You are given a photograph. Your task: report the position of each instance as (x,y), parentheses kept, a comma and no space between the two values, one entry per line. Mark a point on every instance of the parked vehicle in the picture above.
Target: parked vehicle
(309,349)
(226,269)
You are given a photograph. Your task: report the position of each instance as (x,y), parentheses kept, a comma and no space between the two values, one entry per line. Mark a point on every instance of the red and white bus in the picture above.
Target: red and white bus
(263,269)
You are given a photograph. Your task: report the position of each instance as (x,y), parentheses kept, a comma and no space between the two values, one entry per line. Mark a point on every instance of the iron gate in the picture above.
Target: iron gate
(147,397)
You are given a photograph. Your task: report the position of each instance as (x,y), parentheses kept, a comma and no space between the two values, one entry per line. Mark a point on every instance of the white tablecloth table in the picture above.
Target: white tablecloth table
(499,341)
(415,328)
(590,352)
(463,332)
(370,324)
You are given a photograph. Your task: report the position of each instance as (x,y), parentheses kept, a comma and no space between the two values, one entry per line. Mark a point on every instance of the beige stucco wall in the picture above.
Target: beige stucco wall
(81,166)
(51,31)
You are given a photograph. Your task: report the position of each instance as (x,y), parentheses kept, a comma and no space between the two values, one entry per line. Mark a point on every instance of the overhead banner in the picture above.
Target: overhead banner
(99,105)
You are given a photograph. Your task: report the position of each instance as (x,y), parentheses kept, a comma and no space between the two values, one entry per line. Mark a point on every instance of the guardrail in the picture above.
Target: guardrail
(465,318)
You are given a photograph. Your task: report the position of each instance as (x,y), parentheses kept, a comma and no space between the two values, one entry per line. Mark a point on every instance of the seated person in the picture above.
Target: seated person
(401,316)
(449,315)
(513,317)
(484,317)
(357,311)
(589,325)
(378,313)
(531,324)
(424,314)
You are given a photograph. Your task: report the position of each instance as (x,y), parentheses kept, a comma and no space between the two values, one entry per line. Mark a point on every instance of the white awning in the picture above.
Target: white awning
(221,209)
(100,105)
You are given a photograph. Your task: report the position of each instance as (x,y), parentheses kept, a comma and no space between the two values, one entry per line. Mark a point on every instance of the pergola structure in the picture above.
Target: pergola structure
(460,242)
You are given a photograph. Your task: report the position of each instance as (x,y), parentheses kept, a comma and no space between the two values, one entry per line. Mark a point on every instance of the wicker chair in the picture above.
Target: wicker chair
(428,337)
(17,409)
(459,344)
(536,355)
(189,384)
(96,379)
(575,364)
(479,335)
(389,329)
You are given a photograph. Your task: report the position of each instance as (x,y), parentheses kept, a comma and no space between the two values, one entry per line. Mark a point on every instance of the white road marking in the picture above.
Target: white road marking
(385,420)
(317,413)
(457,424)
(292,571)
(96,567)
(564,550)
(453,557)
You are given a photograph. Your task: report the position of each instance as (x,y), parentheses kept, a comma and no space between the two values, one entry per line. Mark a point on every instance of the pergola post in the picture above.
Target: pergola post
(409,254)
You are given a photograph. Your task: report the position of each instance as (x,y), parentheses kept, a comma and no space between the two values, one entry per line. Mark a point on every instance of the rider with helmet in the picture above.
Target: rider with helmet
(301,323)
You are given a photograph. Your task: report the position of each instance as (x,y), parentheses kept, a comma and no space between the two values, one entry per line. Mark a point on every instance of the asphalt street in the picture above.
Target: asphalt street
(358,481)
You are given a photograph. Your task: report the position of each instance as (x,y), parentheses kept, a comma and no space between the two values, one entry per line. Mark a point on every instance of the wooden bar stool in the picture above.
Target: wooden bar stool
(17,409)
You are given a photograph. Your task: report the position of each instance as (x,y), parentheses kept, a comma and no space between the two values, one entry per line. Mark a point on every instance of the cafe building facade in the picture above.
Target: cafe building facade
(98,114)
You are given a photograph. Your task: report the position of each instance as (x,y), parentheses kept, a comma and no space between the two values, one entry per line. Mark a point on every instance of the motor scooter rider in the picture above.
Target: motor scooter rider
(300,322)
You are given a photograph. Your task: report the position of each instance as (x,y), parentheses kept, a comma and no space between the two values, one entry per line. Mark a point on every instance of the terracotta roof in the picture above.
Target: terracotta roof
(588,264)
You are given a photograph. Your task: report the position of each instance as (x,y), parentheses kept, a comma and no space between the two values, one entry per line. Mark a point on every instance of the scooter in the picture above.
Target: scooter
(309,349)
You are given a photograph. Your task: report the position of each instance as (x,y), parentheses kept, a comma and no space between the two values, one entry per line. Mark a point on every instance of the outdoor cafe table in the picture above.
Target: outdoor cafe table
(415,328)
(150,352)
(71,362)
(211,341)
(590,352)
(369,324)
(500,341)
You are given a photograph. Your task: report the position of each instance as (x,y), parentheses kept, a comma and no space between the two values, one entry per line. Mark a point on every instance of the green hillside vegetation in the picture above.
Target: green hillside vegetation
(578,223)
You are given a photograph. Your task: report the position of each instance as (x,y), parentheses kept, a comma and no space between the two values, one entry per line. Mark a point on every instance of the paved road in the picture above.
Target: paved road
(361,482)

━━━━━━━━━━

Rescale the data from the line containing "scooter in the picture above." through the end of the data, both ends included, and reproduce every line in that span. Change only the coordinates in the answers: multiply each by 2.2 and round to the nearest whole number, with halves rounded up.

You are given a photograph. Your task: report the position of each instance as (x,y), parentheses kept, a comma and no space between the two values, one entry per line. Mark a point on every instance of the scooter in the picture above.
Target: scooter
(680,768)
You are given a photograph. Your task: report the position of each instance as (x,y), parentheses kept, a comma and no space between the two values, one entry per line. Mark a point on every instance of the outdoor cafe table in the picture above.
Target: outdoor cafe table
(913,722)
(330,774)
(156,796)
(464,750)
(1298,774)
(812,713)
(1100,750)
You are given a photograph. Your task: report the position of each instance as (x,y), parentheses kept, a comma and no space between the two values, one entry per line. Mark a point on every instance of the green hillside vegetation in the picture above.
Target: green hillside vegetation
(1272,491)
You are given a photograph. Your task: report the position of each instance as (x,y), parentheses kept, a comma and no space between the two values, one entry per line. Mark a point on every instance of the paved road in the picture above.
Target: paved road
(794,1060)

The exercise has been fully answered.